Given passage:
Ahh not really, My father kinda is. Everytime someone goes on vacation and sees a race they pick up a flag. They all tend to end up on the wall of the garage.

I'm more a WRC fan my self...


----------



## Sulley (Dec 8, 2008)

Hey, 

Got a small update. Last couple of months have been really crazy and I couldn't find the time to get in the garage as much as I wanted to. 
But the last couple of weeks I've have been slow and managed to get a few things done that I've been putting off. Anyway on to the pictures!



First up, some build pics of the A-Pillars. 










On the bottom here, the pillar actually sits down in dash and I didn't realize it until I had everything glassed up. So I cut it with a hack saw and I'm going to pour a resin/bond mix to fill in the hole and add some strength... More sanding ahead.






















































At this point I still do not have the hole on the bottom filled as you can tell by the really weird wavy line haha









So as for the pillars; this is my first time ever doing a set. Overall I'm pretty happy with the outcome. I didn't expect much with my lack of skills but a good can of easy sanding body filler makes it up lol.

Problem:
Answer these questions about the forum thread:
1. What does someone pick up after seeing a race while on vacation?
2. What tool was used to cut the pillar at the bottom?
3. What product does the poster say makes up for a lack of skills?
The material after the forum thread comes from an unrelated source.

Data section:
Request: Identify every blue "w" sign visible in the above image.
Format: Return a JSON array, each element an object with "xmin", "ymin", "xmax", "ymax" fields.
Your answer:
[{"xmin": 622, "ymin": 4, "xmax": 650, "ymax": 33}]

Task solution:
1. A flag.
2. A hack saw.
3. A good can of easy sanding body filler.